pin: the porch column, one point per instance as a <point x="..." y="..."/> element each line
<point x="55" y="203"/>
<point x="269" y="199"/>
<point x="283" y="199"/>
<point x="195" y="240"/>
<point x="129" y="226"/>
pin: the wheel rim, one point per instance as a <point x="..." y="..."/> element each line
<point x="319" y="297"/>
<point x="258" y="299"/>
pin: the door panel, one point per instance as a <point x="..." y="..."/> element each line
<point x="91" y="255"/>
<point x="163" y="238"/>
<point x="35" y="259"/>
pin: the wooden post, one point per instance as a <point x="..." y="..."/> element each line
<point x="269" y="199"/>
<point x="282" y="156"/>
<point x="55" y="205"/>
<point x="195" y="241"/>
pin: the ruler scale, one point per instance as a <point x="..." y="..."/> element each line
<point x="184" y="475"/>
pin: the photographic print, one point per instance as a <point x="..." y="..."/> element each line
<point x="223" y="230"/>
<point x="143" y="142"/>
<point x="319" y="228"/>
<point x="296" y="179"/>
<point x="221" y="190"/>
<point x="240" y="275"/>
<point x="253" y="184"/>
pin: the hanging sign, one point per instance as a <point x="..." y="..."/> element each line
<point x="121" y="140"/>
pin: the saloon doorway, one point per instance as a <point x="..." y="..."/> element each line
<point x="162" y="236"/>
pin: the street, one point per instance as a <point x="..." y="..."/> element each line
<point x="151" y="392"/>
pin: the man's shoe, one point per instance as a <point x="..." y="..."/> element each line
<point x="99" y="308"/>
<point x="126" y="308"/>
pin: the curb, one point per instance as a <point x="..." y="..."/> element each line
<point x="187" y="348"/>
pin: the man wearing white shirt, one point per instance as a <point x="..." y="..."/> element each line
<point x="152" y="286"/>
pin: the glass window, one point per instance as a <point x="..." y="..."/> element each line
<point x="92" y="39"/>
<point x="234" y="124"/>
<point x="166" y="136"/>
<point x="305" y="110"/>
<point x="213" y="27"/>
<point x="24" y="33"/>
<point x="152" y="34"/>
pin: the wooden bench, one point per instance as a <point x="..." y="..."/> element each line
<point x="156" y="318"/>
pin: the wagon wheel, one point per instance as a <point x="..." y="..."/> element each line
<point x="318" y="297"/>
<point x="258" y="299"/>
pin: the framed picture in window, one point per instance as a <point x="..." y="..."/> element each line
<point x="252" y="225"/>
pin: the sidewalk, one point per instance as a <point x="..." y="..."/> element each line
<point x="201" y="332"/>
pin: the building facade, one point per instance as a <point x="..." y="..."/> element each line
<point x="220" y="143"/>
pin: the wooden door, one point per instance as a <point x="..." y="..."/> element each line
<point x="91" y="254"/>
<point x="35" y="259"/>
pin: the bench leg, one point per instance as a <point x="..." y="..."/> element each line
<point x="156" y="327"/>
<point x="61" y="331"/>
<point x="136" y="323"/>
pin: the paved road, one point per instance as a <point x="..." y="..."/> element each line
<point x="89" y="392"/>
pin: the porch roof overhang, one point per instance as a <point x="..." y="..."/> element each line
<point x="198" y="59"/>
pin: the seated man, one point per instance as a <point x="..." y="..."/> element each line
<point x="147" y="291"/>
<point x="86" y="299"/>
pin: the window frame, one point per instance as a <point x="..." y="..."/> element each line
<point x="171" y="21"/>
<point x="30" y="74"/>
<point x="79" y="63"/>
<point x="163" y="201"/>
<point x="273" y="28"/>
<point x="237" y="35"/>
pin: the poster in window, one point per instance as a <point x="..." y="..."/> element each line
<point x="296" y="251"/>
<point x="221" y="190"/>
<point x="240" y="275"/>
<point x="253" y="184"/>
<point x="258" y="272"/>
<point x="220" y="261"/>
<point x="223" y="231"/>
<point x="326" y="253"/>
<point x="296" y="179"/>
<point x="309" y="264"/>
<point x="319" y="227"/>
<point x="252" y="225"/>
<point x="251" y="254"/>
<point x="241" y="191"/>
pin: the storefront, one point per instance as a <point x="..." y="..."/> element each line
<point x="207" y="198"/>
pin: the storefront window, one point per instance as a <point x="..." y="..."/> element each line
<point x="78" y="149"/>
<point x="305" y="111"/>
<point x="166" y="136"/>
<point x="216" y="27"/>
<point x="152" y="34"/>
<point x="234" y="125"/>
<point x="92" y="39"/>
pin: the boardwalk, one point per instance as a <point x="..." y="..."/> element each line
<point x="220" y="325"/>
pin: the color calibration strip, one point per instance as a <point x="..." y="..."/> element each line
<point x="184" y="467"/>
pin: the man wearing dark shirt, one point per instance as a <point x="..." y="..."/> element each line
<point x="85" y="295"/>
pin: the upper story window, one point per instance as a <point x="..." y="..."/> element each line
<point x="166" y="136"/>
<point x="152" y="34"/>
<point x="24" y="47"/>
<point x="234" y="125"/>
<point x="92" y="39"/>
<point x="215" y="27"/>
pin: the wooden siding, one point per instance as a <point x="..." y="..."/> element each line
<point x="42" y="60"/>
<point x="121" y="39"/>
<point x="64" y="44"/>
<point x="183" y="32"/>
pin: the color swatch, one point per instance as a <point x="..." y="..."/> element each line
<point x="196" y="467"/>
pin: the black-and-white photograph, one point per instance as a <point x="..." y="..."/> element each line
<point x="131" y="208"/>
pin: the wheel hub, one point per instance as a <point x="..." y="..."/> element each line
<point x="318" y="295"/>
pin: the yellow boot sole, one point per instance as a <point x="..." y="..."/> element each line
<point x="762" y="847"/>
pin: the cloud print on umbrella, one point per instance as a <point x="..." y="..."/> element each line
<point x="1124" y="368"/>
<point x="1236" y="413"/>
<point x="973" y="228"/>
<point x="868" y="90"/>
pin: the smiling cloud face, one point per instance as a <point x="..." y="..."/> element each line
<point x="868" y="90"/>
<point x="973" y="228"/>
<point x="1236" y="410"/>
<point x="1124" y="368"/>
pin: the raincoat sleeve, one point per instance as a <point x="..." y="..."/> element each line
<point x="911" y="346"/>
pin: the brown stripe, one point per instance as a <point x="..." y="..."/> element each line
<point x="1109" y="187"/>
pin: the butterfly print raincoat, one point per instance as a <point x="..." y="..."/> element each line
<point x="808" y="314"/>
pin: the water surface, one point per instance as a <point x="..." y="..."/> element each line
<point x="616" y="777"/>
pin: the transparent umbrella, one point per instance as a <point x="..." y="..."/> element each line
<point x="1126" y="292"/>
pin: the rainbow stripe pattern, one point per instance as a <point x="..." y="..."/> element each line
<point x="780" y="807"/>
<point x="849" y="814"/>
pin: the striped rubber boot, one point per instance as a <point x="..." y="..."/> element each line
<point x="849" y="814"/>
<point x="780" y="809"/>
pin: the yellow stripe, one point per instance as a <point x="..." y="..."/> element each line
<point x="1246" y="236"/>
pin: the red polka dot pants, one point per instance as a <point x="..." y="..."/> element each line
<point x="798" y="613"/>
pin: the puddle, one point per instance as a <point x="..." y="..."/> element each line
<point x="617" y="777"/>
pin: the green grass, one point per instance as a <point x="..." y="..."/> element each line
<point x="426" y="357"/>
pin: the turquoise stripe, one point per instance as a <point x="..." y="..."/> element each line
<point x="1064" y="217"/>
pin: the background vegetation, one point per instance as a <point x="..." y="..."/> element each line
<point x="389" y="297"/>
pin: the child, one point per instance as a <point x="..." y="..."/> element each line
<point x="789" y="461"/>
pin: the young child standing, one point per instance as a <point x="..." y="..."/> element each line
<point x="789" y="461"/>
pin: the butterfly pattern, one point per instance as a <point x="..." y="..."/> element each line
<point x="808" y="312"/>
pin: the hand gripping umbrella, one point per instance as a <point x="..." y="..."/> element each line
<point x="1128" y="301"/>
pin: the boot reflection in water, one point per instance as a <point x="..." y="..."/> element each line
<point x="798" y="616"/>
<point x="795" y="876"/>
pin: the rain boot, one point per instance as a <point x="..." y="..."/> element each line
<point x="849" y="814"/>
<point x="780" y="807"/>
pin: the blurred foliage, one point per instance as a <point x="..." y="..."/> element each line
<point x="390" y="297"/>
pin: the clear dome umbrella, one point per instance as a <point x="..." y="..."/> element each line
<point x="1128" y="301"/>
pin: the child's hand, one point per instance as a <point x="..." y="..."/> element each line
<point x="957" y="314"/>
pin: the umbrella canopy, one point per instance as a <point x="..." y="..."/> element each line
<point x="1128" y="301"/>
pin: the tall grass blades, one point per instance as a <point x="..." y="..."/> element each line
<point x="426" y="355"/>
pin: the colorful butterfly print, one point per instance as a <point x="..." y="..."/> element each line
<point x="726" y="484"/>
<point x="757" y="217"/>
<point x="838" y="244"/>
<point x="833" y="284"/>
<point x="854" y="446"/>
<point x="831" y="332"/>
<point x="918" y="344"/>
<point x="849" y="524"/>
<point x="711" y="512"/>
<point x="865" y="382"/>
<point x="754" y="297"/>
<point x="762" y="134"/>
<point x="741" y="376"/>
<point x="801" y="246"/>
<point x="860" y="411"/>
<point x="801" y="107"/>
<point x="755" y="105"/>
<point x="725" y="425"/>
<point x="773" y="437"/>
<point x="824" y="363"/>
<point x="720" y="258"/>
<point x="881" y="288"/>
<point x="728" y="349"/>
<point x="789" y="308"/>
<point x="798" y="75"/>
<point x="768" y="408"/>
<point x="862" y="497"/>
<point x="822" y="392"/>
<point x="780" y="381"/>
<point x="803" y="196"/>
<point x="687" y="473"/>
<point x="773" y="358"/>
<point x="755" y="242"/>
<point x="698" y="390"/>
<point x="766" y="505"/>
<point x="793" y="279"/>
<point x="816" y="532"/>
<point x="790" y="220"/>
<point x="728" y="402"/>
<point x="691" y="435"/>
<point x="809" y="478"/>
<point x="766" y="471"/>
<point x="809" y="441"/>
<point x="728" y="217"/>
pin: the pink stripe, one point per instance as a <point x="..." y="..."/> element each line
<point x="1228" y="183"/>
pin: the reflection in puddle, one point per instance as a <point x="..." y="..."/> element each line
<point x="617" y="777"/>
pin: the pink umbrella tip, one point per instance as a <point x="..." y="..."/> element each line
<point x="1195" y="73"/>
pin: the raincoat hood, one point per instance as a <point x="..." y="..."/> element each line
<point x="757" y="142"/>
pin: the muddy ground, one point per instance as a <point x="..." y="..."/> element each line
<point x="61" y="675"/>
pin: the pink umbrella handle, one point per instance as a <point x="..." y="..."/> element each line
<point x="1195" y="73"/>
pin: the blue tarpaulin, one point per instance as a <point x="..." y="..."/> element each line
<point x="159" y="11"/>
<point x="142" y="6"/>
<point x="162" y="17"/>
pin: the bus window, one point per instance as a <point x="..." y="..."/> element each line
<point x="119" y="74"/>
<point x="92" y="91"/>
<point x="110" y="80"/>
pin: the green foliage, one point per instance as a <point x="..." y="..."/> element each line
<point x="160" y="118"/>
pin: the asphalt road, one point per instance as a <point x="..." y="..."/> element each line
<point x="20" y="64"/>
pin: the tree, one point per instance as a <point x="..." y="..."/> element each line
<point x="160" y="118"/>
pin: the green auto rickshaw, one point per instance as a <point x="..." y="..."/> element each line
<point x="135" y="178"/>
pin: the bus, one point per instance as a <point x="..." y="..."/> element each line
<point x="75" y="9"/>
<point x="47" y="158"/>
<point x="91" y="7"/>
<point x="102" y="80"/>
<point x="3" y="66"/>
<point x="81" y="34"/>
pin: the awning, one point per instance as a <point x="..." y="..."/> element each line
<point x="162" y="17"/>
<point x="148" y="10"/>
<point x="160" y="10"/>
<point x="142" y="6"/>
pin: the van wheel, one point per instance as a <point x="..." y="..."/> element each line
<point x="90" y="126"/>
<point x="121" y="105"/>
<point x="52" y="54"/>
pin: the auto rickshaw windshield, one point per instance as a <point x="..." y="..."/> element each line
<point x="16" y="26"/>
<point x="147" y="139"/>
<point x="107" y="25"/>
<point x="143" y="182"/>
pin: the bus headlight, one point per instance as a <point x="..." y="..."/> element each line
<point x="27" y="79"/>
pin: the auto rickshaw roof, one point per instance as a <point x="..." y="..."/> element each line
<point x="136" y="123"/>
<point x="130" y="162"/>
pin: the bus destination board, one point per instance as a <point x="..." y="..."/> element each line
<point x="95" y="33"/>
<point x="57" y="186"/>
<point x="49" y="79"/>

Exercise task: Repeat only what runs from the line holding "pin: the asphalt" to the end of the data, keeping every line exactly as written, first and last included.

Problem solution:
pin: the asphalt road, one point per instance as a <point x="..." y="..."/> element each line
<point x="20" y="64"/>
pin: the tree, one point per instance as a <point x="..." y="..."/> element each line
<point x="160" y="118"/>
pin: the green auto rickshaw, one point per instance as a <point x="..." y="..."/> element each line
<point x="135" y="178"/>
pin: the bus, one point per instance as a <point x="..." y="..."/> element each line
<point x="75" y="9"/>
<point x="47" y="158"/>
<point x="91" y="7"/>
<point x="102" y="80"/>
<point x="3" y="66"/>
<point x="81" y="34"/>
pin: the awning, one point per instance as a <point x="..." y="..."/> element each line
<point x="162" y="17"/>
<point x="148" y="10"/>
<point x="160" y="10"/>
<point x="142" y="6"/>
pin: the van wheel, one point per instance as a <point x="..." y="..."/> element each line
<point x="90" y="126"/>
<point x="121" y="105"/>
<point x="52" y="54"/>
pin: the auto rickshaw windshield, one point per instance as a <point x="..." y="..."/> element each line
<point x="16" y="26"/>
<point x="147" y="139"/>
<point x="107" y="25"/>
<point x="143" y="182"/>
pin: the bus headlight, one point per instance as a <point x="..." y="..."/> element each line
<point x="27" y="79"/>
pin: the auto rickshaw roof, one point per instance as a <point x="..." y="..."/> element each line
<point x="136" y="123"/>
<point x="130" y="162"/>
pin: the bus destination board, one point per instance as a <point x="..." y="..."/> element each line
<point x="95" y="33"/>
<point x="57" y="186"/>
<point x="49" y="79"/>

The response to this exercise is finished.